* _What you should do_:
Produce a character-for-character copy of the data below.

* _Provided information_:
[Start of Attachment]

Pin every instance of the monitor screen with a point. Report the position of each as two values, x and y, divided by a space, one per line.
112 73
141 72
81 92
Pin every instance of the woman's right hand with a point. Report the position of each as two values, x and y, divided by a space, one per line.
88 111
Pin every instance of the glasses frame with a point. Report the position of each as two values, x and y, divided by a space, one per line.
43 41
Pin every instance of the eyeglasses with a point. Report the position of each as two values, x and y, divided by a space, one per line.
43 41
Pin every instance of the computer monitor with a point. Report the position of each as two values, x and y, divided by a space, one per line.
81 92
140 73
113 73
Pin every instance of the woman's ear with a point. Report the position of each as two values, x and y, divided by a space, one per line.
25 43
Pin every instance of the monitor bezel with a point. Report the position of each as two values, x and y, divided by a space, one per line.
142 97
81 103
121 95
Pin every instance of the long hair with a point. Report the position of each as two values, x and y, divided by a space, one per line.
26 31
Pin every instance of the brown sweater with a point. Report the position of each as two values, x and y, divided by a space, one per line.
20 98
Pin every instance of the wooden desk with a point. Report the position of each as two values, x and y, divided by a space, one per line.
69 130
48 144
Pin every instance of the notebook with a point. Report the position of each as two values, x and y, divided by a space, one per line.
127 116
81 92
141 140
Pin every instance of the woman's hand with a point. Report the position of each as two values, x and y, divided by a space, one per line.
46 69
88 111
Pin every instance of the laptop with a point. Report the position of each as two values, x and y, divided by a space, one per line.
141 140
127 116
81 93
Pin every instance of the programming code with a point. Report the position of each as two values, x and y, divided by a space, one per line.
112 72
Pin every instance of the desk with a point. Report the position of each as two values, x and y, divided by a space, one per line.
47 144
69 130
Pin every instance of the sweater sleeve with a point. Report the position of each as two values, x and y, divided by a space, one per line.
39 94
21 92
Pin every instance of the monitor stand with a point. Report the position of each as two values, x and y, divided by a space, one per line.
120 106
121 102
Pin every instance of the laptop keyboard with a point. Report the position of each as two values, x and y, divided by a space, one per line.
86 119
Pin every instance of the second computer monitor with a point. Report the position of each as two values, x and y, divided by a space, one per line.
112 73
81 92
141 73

[End of Attachment]

* _Exercise result_:
Pin every instance of the monitor screen with a point. Report the position of each as two values, x and y, divided by a space, one per line.
112 73
141 72
81 92
Pin every instance of the woman's right hand with a point. Report the position of each as two values, x and y, divided by a space, one per line.
88 111
Pin every instance of the glasses frame with a point. Report the position of each as two values, x and y, divided by a space, one per line.
43 41
Pin every instance of the eyeglasses with a point. Report the position of each as two values, x and y, divided by a space, one per line.
43 41
Pin every instance of the computer monitor with a point. Report the position of each as two values, x and y, divided by a space, one per line.
81 92
140 73
113 73
Pin every instance of the woman's ear with a point. Report the position of each as two values, x and y, divided by a space, one per line.
25 43
Pin every instance of the monitor bezel with a point. Report the position of each as two values, x and y, divided by a space, one per line.
142 97
81 103
121 95
Pin every instance of the long hair with a point. Report the position of each as two values, x and y, divided by a space, one per line.
26 31
Pin every instance of the brown sweater with a point. Report the position of each as two values, x and y, divided by a space, one per line.
20 98
Pin every instance of the wooden desk with a point. Report the position of each as two values, x and y, divided by a space, one per line.
69 130
48 144
Pin every instance of the notebook with a point. Report the position of each as two values, x and y, divided by a space, one per line.
127 116
81 92
141 140
Pin every instance of the woman's hand with a point. Report the position of each as two values, x and y, divided by a space, one per line.
46 69
88 111
Pin every instance of the laptop with a point. Report the position of each as two values, x and y, divided by a space, one per line.
141 140
127 116
81 93
Pin every instance of the programming code with a point. Report the position of each as two values, x and y, divided by a space, one per line.
112 72
Pin every instance of the desk with a point. Report the position of each as two values, x and y, divided by a space, one per line.
47 144
69 130
Pin every instance of the sweater sleeve with a point. Report the position of each as two values, x and y, divided by a space, one per line.
39 94
21 92
Pin every instance of the monitor stand with a point. Report the position of each as two values, x and y, divided by a space, one per line.
120 106
121 102
Pin every instance of the laptop keyboard with a point. Report the position of each as two values, x and y, divided by a space, one per line.
86 119
Pin every instance of the second computer monitor with a point. Report the position of each as two values, x and y, divided by a space, one per line.
112 73
81 92
141 73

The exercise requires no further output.